Page text:
--------------------------------------------------

Functionality phase example:

<!-- START_PHASE_2 -->
### Phase 2: Token Generation Service
**Goal:** JWT token generation and validation for service-to-service auth

**Components:**
- TokenService in `src/services/auth/` — generates signed JWTs, validates signatures and expiration
- TokenValidator in `src/services/auth/` — middleware-friendly validation that returns claims or rejects

**Dependencies:** Phase 1 (project setup)

**Done when:** Tokens can be generated, validated, and rejected when invalid/expired
<!-- END_PHASE_2 -->

Bad Phase definitions:

Too vague:

### Phase 1: Authentication
**Goal:** Add auth stuff
**Components:** Auth files
**Dependencies:** Database maybe

Too detailed (task-level):

### Phase 2: Token Service
**Components:**
- Create `src/types/token.ts` with TokenClaims interface
- Create `src/services/auth/token-service.ts` with generate() and validate()

--------------------------------------------------

Material:

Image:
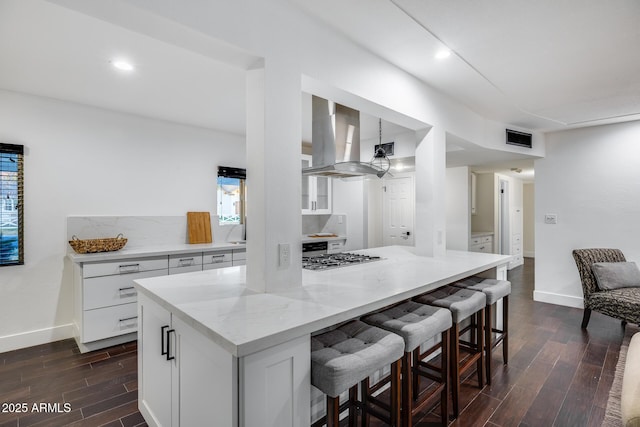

--------------------------------------------------

What the task requires:
Output the passage of the phase definition text from "<!-- START_PHASE_2 -->" up to and including "1 (project setup)", reproducing it exactly. The data above were drawn from a separate source unrelated to the page text.

Response below:
<!-- START_PHASE_2 -->
### Phase 2: Token Generation Service
**Goal:** JWT token generation and validation for service-to-service auth

**Components:**
- TokenService in `src/services/auth/` — generates signed JWTs, validates signatures and expiration
- TokenValidator in `src/services/auth/` — middleware-friendly validation that returns claims or rejects

**Dependencies:** Phase 1 (project setup)